Governance, risk and compliance is often described through frameworks, controls, obligations, reporting lines and technology – but behind every effective GRC programme are people making things work in practice
People who make complex requirements understandable. People who help colleagues make better decisions. People who turn risk information into insight. People who strengthen governance, improve controls, challenge assumptions and build confidence across their organisations. This blog celebrates the women whose expertise, leadership and dedication are helping shape the future of governance, risk and compliance.
It is that contribution and the often unseen impact these women have across their organisations that makes the Women in Governance, Risk and Compliance Awards so important.

=====

(What needs to be done) Rewrite the passage on women in governance, risk and compliance, starting at "Governance, risk and compliance is" and ending at "risk and compliance.", and switch "colleagues" to "coworkers". The records that come next aren't needed.

=====

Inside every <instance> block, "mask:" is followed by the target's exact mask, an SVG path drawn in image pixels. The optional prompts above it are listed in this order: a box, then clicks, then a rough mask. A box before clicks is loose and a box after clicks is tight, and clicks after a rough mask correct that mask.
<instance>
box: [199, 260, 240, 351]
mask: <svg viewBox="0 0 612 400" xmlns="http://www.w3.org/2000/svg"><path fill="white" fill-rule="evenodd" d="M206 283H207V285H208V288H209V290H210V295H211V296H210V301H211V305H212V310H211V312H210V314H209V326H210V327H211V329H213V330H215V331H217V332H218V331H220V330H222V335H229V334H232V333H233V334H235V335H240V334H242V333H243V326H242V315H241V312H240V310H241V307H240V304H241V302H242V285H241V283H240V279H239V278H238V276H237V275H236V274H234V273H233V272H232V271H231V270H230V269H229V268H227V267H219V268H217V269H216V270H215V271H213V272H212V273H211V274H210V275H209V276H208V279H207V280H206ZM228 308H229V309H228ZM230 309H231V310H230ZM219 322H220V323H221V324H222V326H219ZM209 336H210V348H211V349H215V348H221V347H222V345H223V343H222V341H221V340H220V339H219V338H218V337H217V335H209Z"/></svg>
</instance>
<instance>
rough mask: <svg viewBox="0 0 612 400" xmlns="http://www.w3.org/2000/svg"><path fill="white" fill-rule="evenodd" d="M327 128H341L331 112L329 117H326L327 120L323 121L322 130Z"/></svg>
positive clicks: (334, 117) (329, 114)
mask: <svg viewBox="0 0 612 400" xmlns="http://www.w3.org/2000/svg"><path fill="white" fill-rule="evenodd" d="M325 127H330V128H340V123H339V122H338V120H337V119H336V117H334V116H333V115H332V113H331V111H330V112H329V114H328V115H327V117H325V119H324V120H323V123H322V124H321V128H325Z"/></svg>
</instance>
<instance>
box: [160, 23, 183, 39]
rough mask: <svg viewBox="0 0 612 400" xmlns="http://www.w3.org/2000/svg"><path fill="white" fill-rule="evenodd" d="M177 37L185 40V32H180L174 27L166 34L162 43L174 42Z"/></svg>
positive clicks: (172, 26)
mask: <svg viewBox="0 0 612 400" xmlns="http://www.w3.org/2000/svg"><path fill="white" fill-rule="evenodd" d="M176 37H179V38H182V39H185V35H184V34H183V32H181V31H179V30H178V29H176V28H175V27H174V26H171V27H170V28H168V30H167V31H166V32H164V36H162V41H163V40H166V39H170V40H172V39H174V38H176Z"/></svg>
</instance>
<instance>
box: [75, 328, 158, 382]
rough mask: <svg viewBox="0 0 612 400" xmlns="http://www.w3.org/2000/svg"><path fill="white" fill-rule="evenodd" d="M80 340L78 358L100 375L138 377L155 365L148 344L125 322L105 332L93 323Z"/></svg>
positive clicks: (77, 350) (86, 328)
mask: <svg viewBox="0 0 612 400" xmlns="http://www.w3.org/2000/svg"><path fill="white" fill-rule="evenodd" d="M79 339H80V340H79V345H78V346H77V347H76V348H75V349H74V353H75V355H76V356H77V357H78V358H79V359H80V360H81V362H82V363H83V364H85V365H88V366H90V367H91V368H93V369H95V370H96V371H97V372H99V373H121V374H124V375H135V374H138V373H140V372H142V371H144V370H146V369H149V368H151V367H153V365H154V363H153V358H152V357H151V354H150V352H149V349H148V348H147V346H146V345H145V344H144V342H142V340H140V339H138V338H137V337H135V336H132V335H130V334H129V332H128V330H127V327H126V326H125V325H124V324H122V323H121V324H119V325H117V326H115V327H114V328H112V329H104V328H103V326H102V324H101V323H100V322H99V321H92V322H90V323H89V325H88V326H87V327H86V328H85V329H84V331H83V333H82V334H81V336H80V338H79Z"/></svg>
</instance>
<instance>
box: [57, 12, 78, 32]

=====

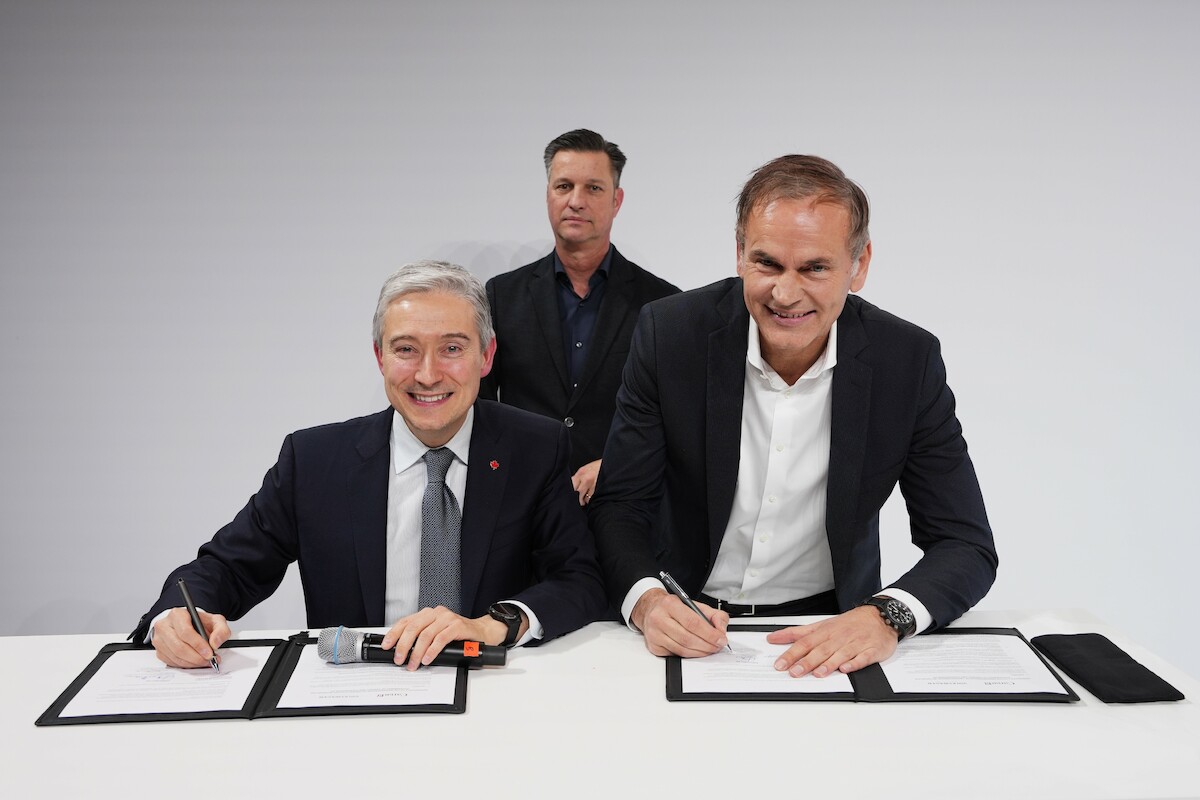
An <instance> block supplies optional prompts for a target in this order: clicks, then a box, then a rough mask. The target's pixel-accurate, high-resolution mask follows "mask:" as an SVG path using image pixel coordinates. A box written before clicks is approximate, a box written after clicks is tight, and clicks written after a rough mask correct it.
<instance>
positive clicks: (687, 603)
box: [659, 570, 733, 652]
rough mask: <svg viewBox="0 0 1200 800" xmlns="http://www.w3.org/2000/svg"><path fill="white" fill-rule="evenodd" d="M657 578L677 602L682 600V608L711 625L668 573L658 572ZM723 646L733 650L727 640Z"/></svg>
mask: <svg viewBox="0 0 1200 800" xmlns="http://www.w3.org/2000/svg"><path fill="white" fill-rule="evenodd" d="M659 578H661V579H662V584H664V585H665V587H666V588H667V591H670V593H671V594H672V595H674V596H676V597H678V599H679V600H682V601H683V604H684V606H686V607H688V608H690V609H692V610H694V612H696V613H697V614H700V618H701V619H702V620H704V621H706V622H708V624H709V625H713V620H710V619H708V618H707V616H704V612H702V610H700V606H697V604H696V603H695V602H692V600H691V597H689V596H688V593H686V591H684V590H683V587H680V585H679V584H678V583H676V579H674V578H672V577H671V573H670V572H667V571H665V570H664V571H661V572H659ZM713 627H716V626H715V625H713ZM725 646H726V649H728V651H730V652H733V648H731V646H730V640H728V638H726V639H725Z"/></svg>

=====

(Solved exercise)
Governance, risk and compliance is often described through frameworks, controls, obligations, reporting lines and technology – but behind every effective GRC programme are people making things work in practice
People who make complex requirements understandable. People who help coworkers make better decisions. People who turn risk information into insight. People who strengthen governance, improve controls, challenge assumptions and build confidence across their organisations. This blog celebrates the women whose expertise, leadership and dedication are helping shape the future of governance, risk and compliance.